> [Your task]
Reproduce the data word for word, starting with the line that contains "Our annotation team needs the white house" and continuing through the end of the data.

> [Excerpts from a detection dataset]

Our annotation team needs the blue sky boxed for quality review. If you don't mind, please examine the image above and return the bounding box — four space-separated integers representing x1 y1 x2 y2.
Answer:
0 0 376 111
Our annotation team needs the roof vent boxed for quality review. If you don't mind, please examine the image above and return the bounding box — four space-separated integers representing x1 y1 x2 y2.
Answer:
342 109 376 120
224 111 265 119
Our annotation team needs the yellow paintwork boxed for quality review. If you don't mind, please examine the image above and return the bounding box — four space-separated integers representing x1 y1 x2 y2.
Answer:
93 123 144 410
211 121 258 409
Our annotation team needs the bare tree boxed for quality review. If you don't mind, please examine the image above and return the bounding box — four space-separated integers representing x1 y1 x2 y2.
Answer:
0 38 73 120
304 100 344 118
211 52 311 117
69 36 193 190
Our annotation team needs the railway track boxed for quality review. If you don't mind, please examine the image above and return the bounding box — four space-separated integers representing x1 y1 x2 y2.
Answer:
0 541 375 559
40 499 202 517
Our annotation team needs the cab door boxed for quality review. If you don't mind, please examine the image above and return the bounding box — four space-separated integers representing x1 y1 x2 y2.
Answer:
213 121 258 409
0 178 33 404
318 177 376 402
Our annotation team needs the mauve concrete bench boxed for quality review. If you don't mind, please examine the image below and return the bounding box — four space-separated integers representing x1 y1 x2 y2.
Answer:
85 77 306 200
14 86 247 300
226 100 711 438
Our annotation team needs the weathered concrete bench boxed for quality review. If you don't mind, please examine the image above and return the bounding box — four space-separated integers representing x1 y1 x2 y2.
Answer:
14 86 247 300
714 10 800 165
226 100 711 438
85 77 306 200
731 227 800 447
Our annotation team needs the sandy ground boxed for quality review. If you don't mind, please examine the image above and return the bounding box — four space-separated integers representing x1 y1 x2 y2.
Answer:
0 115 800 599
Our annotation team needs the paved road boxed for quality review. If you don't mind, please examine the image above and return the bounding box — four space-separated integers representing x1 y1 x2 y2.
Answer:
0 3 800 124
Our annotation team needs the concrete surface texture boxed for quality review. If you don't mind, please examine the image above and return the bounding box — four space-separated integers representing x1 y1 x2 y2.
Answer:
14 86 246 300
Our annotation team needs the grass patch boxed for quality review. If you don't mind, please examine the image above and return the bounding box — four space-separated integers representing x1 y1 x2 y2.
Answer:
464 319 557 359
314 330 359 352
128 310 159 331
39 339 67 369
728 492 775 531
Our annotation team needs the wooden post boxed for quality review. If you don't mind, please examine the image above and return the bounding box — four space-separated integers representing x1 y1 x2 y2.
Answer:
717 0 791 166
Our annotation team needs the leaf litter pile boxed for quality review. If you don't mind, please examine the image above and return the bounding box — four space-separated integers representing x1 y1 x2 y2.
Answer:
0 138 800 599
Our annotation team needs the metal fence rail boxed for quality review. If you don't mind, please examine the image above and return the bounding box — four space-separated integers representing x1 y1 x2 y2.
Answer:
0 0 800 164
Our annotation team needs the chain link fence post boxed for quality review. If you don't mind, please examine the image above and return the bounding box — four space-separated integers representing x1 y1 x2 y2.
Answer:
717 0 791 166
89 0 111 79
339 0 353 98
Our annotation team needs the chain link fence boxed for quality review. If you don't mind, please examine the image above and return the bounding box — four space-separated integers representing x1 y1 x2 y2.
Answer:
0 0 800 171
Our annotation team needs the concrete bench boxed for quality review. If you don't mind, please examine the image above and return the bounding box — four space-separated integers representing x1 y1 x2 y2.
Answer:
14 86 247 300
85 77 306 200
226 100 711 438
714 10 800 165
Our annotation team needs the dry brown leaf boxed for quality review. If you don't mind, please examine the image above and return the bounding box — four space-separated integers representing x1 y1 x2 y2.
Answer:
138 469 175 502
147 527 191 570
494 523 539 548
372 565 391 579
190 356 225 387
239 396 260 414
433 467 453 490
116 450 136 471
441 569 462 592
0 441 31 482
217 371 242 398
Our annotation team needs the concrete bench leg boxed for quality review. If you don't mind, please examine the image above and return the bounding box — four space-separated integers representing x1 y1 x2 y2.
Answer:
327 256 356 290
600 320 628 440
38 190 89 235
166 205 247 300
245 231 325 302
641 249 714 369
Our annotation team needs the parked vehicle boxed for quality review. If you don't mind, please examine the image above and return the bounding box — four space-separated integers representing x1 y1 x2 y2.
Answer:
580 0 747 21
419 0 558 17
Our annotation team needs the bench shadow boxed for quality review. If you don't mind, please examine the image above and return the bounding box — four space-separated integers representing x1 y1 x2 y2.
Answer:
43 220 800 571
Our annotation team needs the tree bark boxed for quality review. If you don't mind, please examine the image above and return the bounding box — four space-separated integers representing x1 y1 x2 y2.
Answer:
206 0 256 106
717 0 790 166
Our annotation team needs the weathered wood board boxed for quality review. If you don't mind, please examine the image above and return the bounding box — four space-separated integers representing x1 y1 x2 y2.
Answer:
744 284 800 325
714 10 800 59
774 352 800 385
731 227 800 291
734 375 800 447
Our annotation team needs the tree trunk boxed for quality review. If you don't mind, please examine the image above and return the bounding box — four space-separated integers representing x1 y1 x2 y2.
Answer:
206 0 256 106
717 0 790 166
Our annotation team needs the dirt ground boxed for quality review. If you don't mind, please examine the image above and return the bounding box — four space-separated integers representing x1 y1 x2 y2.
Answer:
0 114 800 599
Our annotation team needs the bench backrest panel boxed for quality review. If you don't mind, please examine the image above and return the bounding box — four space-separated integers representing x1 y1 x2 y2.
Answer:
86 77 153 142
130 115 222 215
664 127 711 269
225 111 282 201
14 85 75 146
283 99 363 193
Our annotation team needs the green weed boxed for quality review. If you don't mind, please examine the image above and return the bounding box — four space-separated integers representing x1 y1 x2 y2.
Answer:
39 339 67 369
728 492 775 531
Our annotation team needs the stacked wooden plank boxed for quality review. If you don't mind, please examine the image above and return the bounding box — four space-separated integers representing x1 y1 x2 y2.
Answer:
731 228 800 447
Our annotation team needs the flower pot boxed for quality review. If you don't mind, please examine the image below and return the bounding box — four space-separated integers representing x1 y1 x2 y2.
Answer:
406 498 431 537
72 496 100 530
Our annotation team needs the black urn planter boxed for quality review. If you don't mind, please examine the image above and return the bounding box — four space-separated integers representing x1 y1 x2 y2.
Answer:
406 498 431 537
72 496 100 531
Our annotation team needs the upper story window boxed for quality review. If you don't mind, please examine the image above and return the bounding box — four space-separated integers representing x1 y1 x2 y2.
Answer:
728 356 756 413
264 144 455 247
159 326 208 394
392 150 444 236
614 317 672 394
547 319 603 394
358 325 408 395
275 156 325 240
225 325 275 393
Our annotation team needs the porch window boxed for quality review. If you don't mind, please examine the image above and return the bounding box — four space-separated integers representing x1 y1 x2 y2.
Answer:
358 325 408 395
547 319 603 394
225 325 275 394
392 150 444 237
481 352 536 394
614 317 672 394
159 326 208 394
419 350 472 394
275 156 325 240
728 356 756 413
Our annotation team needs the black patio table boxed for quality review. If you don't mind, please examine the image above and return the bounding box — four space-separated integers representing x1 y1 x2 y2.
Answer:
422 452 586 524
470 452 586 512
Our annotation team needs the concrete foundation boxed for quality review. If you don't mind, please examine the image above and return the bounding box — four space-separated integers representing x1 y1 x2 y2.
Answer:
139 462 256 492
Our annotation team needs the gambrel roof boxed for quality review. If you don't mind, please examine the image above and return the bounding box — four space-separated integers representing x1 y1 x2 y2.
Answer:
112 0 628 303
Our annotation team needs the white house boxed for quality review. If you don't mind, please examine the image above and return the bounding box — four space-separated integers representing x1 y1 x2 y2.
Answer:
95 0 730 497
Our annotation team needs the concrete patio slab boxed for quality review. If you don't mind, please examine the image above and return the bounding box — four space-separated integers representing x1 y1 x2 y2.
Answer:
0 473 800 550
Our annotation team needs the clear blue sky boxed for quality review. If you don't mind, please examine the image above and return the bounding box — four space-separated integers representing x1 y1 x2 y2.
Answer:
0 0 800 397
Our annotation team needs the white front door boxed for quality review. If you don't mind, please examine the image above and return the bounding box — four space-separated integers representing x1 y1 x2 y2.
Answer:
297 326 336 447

> [Final result]
Our annotation team needs the white house boxed for quality review. If you don't mind, please examine the image above and return the bounding box — four space-separated integers representing x1 y1 x2 y2.
Answer:
95 0 730 497
Our annotation team needs the concrete patio slab boxed for quality review. If you don't mind, please examine the image above and return the bounding box — four space-separated integers representing x1 y1 x2 y2.
Answer:
0 473 800 550
Our annotation team needs the clear blue sky boxed for quality review. If you don't mind, please examine the image above and return the bounding box — four space-separated integers representing x1 y1 x2 y2.
Answer:
0 0 800 397
Our annotation team needs the white front door boxed for quality review. If you don't mind, please examine the image above and return the bounding box — four space-separated integers representing x1 y1 x2 y2.
Answer:
297 326 336 447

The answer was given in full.